PARTS OF THE EXERCISE —
(A) From the page on preventing medical errors in speech-language pathology, list each concern the 2011 Consumer Reports poll asked about, with the percentage of adults who reported it.
(B) Repeat everything in the page on preventing medical errors in speech-language pathology from "Over the past" down to "in health care.".

DOCUMENT EXCERPT —
++++++++++++++++++++

Preventing Medical Errors in Speech-Language Pathology

Over the past 20 years, medical errors that result in patient injury or even death have become the focus of attention in both popular and professional publications. The Institute of Medicine (IOM) defines a medical error as: “The failure to complete a planned action as intended or the use of a wrong plan to achieve an aim.” Medical errors – which can occur in either the planning stage or the execution stage – are frequently communication errors, which are, unfortunately, very common in health care.

A 2011 Consumer Reports Poll on Hospital Safety interviewed 1,026 adults ages 18+ using a nationally representative probability sample. The results:

  • 77% expressed high or moderate concern re: harm by hospital infection during hospital stay
  • 71% expressed high or moderate concern re: harm by a medication error
  • 65% were similarly concerned about surgical errors


Preventing Medical Errors in Speech-Language PathologyIn the State of Florida, speech-language pathologists and other health professionals are required to complete a course on the prevention of medical errors each time they renew their license. Preventing Medical Errors in Speech-Language Pathology is designed to help SLPs be vigilant to the kinds of medical errors that can occur in their practice and take proactive steps to prevent them. This course addresses the impact of medical errors on today’s healthcare with a focus on root cause analysis, error reduction and prevention, and patient safety. Multiple scenarios of real and potential errors in the practice of speech-language pathology are included, along with recommended strategies for preventing them. Evidence shows that the most effective error prevention occurs when a partnership exists among care facilities, health care professionals, and the patients they treat. Suggested strategies for preventing errors address all three elements: (1) models for changing the culture in care facilities, (2) lifelong learning for SLPs that is focused on ethical, evidence-based, culturally competent practice and (3) tools for educating and empowering patients. * This course satisfies the medical errors requirement for biennial relicensure of Florida speech-language pathologists and audiologists. Course #20-77 | 2013 | 35 pages | 21 posttest questions | ASHA credit expires 4/20/2016.

One the most common medical procedures in which speech-language pathologists have a primary role is the evaluation and treatment of swallowing and feeding disorders. Because of the nature of swallowing disorders, treatment is frequently complex, and a number of dysphagia management issues have become very contentious. In addition, the potential for error, adverse outcomes and litigation is significant.

++++++++++++++++++++

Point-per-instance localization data
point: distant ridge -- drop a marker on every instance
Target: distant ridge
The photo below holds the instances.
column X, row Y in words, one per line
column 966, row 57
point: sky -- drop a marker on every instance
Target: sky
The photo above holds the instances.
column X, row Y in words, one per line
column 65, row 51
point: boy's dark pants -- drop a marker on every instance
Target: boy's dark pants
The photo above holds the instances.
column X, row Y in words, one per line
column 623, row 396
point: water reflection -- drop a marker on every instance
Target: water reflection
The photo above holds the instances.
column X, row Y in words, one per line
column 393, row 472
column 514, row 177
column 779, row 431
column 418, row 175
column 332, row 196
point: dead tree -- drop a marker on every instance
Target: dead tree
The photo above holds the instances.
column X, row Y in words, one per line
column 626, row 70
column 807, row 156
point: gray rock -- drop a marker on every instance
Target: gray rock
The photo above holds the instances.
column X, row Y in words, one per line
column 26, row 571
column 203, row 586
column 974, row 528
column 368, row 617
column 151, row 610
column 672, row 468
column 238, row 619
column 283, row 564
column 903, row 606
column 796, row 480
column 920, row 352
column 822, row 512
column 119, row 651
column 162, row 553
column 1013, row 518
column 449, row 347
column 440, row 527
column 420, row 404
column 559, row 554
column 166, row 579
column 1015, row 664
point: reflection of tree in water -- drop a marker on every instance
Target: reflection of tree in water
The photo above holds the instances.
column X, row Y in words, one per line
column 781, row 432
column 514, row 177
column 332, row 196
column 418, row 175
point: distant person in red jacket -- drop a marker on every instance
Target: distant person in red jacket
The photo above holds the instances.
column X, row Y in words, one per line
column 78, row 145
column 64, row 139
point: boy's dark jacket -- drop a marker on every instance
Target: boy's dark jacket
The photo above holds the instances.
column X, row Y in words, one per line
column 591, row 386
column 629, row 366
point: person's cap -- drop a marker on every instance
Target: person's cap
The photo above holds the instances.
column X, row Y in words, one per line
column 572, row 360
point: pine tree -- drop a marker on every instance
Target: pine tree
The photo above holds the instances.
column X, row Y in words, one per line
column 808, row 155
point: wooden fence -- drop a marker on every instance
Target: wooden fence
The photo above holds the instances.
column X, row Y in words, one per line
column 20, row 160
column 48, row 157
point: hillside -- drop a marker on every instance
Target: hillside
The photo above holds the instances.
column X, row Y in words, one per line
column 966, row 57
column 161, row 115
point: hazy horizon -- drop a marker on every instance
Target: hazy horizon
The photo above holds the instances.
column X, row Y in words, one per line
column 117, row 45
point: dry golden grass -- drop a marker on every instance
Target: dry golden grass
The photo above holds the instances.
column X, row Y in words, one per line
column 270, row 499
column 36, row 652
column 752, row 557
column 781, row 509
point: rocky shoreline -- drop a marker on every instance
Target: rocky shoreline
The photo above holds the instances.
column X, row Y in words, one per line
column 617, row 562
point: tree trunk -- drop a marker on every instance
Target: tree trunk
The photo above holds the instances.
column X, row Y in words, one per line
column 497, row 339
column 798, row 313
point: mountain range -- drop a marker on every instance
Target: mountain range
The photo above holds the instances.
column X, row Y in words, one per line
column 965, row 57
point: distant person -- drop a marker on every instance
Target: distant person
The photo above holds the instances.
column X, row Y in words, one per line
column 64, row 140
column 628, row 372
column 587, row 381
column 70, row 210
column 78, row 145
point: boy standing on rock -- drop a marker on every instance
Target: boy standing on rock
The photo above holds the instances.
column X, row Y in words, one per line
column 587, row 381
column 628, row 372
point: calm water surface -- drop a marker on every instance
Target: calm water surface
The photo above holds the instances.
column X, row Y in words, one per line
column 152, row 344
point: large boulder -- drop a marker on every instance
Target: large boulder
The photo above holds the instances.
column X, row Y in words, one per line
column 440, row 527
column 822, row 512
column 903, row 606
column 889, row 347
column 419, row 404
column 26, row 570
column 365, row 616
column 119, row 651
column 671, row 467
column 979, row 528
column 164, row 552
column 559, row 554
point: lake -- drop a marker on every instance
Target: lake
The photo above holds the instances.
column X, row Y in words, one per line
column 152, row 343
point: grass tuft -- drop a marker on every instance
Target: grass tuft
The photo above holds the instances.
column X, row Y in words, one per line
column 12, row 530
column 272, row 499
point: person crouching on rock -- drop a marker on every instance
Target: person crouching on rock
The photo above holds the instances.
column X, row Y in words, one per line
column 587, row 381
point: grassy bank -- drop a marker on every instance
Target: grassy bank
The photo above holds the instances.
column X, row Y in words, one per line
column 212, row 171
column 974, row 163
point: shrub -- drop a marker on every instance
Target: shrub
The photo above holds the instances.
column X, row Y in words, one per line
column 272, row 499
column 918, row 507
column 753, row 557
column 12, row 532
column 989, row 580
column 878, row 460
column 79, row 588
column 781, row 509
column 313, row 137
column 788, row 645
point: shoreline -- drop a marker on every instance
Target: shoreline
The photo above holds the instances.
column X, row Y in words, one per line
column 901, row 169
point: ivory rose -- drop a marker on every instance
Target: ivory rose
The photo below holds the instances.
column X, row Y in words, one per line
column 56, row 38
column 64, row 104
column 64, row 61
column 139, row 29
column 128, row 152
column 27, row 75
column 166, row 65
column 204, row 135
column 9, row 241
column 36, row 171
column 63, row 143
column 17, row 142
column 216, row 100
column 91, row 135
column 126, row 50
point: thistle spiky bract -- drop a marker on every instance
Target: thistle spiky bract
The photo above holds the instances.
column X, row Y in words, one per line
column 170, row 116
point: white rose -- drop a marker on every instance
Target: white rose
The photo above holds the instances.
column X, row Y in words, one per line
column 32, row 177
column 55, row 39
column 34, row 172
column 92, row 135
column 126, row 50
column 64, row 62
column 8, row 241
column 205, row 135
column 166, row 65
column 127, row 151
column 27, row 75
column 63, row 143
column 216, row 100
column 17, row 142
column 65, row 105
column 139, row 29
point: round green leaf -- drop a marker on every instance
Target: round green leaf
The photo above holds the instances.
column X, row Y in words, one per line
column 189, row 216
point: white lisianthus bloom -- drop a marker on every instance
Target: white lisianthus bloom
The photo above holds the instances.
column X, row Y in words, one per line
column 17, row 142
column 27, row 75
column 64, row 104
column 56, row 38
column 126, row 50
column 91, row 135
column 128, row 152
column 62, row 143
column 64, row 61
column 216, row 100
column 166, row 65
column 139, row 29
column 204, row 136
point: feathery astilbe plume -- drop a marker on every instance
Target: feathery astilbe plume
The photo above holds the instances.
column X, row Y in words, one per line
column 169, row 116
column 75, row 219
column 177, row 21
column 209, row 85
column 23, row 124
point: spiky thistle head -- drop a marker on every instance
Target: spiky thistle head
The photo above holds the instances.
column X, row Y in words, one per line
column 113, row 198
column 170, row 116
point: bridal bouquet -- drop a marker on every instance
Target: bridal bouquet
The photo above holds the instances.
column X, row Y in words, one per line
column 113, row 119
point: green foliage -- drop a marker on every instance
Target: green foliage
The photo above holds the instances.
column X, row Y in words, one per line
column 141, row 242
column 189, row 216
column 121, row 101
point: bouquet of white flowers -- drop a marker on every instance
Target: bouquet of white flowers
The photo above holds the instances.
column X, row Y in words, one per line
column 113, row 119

++++++++++++++++++++

TASK-BY-TASK ANSWERS —
(A)
- Harm by hospital infection during a hospital stay: 77% (high or moderate concern)
- Harm by a medication error: 71% (high or moderate concern)
- Surgical errors: 65% (similarly concerned)

(B)
Over the past 20 years, medical errors that result in patient injury or even death have become the focus of attention in both popular and professional publications. The Institute of Medicine (IOM) defines a medical error as: “The failure to complete a planned action as intended or the use of a wrong plan to achieve an aim.” Medical errors – which can occur in either the planning stage or the execution stage – are frequently communication errors, which are, unfortunately, very common in health care.